## TEXT BLOCK

━━━━━━

PINK SLIME CAESAR SHIFT starts as a video prospectus, identifying four feasible methods to embed messages in genetic material: chemical transformation with bioluminescent marker, microinjection, shooting with gene gun, and viral infection. But key to the live action and 3D animation video is connecting the speculative proposal and scientific methods to the lived realities of factory workers: via appropriated texts from labor activist manuals, science equipment advertisements, and documentary recordings to elucidate the legal, environmental, emotional and worker safety concerns surrounding factory labor today.

PINK SLIME CAESAR SHIFT continues with a series of paintings, which play with various slogans and images around the idea of feminine insurrection, literalizing various concepts around labor rights, (post)colonial East-West histories, and the introduction of synthetic DNA: C, G, A and T. Their diagrammatic quality as well as their ubiquitous feminine fingers originate in the nature of much industrial production today: women pushing buttons, swiping screens, maneuvering ever-smaller parts steadily progressing to the cellular. The suffering of modern workers is internal, pathogenic: workers are poisoned equally by scentless gaseous toxins - and Special Economic Zone laws that transform them from citizens to strangers in their own country, in an instant. However, bubbling and pocked surfaces can still be empowered and complex: no simple victim, these paintings are playful analogues for the rebellious body; femininity celebrated but subjugating, ridiculous but weaponized, all at the same time.

━━━━━━

## TASK STATEMENT
Can you take the text on the PINK SLIME CAESAR SHIFT project further, starting right after its last sentence? The records that come after this text are separate material with no connection to it.

## DATASET RECORDS
━━━━━━

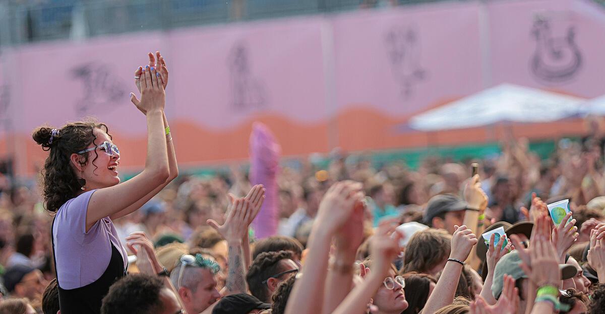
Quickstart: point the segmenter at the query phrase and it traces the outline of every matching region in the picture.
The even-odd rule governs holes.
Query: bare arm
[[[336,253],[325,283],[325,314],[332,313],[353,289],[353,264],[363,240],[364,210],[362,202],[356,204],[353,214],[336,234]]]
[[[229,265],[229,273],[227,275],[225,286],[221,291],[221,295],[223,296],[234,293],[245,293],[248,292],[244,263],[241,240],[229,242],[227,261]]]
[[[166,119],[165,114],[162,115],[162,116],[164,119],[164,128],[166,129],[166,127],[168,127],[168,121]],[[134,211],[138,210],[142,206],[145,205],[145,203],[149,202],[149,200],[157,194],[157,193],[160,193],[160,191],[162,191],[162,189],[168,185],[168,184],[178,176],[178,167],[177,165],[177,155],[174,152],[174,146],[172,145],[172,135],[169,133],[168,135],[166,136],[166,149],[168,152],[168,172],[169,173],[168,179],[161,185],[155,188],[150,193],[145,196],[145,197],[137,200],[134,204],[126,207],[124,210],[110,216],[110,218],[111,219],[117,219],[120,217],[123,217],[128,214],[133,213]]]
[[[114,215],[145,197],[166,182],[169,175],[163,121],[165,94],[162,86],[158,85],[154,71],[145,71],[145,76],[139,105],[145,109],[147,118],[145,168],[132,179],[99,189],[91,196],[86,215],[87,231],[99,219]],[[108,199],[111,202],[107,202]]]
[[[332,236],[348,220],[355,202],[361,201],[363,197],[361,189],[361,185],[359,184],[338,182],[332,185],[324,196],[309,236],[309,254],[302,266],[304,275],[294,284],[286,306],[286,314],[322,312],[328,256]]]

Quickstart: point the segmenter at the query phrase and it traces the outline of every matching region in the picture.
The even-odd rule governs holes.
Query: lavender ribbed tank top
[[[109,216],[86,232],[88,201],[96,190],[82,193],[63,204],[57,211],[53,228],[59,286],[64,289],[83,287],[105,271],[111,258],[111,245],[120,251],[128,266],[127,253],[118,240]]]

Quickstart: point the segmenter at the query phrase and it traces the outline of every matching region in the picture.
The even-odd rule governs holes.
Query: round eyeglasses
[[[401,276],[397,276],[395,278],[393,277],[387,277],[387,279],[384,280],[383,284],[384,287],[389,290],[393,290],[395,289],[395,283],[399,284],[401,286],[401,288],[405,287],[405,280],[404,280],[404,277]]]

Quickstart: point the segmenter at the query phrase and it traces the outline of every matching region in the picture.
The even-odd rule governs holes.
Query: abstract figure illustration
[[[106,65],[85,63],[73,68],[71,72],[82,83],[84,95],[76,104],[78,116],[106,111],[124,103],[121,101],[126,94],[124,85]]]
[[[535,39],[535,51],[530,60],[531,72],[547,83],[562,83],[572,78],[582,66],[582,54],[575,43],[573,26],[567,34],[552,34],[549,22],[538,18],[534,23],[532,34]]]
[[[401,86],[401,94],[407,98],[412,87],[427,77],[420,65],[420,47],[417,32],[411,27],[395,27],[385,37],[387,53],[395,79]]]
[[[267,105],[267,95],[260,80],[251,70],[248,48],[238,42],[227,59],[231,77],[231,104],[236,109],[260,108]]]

━━━━━━

## RESPONSE TO THE TASK
Finally, this group of work is rounded out with the first series of wearable DNA data carriers: PROPOSAL 1/4: THE GOLDEN FILE. This is a series of golden metal nail rings with a small closed interior space, in which cow cells with chemically-introduced synthetic DNA will be contained for long-term storage. The DNA sequence of the cow cells have a bioluminescent marker that indicate where a string of data DNA begins: which is easily decoded into a short quote from Lizzie Borden’s Born in Flames, and a much longer sequence of Chinese legal code on the rights of workers. In the future, when stem cell beef has been industrially scaled, the cells can be scraped out of the ring, the data analyzed, and propagated for distribution to workers whose access to information about their own rights has been blocked by their bosses.